- [PROVIDED RECORDS]:
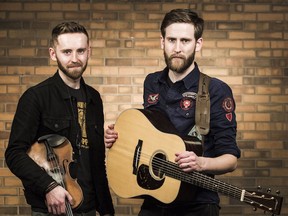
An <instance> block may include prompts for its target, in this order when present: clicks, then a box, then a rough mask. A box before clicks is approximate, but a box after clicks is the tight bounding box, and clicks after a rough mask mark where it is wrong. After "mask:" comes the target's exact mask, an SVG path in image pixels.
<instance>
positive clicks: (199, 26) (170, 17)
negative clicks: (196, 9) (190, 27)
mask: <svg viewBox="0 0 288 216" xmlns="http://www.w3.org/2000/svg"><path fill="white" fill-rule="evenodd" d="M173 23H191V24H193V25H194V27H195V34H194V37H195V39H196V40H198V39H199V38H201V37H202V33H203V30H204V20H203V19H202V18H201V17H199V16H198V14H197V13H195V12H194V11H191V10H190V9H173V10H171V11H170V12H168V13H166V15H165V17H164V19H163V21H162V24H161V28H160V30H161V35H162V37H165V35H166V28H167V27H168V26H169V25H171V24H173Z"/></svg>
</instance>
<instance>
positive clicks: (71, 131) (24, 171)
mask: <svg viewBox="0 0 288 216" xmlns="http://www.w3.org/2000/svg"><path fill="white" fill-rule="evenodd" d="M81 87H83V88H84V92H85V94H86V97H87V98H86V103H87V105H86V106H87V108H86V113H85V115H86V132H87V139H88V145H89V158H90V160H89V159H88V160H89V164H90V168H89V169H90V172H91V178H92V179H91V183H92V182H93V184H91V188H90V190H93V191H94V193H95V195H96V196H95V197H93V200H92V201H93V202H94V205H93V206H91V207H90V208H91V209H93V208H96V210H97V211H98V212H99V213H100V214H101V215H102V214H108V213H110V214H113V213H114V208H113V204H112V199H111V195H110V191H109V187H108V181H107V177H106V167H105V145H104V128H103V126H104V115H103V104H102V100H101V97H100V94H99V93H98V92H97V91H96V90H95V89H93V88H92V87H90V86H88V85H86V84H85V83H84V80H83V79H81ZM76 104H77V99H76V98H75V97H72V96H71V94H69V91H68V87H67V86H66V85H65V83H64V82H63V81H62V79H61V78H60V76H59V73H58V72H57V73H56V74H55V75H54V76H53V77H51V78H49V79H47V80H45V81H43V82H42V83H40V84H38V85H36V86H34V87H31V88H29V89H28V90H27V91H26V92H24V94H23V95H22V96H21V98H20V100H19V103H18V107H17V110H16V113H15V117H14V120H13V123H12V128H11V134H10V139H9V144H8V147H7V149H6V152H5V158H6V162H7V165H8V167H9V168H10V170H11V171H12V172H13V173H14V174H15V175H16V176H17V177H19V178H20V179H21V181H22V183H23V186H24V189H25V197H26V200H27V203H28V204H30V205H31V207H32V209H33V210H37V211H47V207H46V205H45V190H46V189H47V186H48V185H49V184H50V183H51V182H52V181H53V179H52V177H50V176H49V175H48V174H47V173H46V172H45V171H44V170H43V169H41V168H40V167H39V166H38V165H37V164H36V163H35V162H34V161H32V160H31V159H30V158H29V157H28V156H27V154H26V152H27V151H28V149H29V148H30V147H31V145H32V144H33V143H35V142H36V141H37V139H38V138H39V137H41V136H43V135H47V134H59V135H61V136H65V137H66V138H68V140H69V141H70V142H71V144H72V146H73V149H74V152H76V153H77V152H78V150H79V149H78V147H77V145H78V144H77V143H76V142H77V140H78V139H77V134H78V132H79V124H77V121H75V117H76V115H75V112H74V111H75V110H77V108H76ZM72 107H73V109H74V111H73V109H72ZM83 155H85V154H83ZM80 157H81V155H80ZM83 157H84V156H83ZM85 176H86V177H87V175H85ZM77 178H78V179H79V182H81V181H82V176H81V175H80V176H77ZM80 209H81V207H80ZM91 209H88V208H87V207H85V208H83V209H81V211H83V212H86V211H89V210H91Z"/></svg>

...

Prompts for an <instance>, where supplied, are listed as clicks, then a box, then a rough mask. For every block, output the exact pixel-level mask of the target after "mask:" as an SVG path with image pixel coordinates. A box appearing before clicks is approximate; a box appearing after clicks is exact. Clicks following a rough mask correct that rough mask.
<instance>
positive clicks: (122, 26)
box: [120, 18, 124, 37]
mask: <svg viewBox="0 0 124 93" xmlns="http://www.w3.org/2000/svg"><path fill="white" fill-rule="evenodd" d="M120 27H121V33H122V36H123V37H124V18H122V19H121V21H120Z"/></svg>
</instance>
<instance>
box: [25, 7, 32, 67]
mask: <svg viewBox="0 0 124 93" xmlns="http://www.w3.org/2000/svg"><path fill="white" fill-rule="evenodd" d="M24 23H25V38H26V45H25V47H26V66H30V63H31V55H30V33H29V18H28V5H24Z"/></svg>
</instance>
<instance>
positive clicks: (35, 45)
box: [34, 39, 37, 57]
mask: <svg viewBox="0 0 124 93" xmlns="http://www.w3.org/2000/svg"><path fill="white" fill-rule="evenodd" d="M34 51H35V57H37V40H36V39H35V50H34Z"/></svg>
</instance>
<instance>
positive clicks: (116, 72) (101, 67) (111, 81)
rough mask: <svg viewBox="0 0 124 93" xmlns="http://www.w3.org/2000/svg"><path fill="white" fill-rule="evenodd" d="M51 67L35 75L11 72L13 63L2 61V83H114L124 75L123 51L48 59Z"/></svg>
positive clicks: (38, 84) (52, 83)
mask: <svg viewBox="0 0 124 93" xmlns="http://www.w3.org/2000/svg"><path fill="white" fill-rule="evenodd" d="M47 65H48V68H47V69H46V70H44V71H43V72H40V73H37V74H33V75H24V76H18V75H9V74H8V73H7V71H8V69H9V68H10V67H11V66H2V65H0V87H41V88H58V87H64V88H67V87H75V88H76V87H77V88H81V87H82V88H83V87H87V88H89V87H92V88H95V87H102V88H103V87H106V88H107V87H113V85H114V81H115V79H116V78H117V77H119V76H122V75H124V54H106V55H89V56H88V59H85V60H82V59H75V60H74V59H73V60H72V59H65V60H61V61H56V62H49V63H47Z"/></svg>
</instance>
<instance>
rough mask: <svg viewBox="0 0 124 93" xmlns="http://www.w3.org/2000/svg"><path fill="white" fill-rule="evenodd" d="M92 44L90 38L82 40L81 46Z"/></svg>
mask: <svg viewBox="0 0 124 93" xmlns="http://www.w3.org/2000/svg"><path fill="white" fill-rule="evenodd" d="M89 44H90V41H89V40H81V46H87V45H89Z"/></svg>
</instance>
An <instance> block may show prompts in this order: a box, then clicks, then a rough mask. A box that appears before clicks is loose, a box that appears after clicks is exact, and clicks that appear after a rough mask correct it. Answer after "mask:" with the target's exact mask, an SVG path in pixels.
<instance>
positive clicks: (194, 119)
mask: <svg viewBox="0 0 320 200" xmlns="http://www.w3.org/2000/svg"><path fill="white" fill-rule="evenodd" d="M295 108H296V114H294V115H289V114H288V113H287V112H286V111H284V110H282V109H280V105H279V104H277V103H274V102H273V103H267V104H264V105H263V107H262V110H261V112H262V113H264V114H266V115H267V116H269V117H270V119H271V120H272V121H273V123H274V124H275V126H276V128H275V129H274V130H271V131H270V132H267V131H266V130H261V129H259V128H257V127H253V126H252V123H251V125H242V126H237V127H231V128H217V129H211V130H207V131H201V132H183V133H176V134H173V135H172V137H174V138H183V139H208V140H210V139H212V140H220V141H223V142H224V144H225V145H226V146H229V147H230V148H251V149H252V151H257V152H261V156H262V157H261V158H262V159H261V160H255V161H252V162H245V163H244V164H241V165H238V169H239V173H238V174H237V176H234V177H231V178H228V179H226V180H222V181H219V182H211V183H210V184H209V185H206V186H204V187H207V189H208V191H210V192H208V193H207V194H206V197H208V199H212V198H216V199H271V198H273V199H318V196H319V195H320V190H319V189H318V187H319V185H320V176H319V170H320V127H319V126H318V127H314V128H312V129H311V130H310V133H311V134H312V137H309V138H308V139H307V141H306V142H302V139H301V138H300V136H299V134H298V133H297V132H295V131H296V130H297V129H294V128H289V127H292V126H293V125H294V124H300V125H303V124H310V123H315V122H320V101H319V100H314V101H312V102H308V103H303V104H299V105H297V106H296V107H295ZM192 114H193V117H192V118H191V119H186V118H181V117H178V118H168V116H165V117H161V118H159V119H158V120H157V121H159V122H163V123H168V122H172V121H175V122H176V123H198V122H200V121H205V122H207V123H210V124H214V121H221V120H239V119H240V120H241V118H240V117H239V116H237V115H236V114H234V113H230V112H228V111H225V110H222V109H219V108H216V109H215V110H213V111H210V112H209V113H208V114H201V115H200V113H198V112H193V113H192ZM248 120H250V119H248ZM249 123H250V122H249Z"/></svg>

- [EXERCISE INSTRUCTIONS]: Using the listing above, copy exactly the line that contains "positive clicks: (35, 45)", the line that contains "67L35 75L11 72L13", and each line that falls between them.

- [REPLY]:
positive clicks: (35, 45)
box: [34, 39, 37, 57]
mask: <svg viewBox="0 0 124 93" xmlns="http://www.w3.org/2000/svg"><path fill="white" fill-rule="evenodd" d="M34 51H35V57H37V40H36V39H35V50H34Z"/></svg>
</instance>
<instance>
positive clicks: (116, 72) (101, 67) (111, 81)
rough mask: <svg viewBox="0 0 124 93" xmlns="http://www.w3.org/2000/svg"><path fill="white" fill-rule="evenodd" d="M51 67L35 75L11 72L13 63L2 61V83H114L124 75L123 51L48 59Z"/></svg>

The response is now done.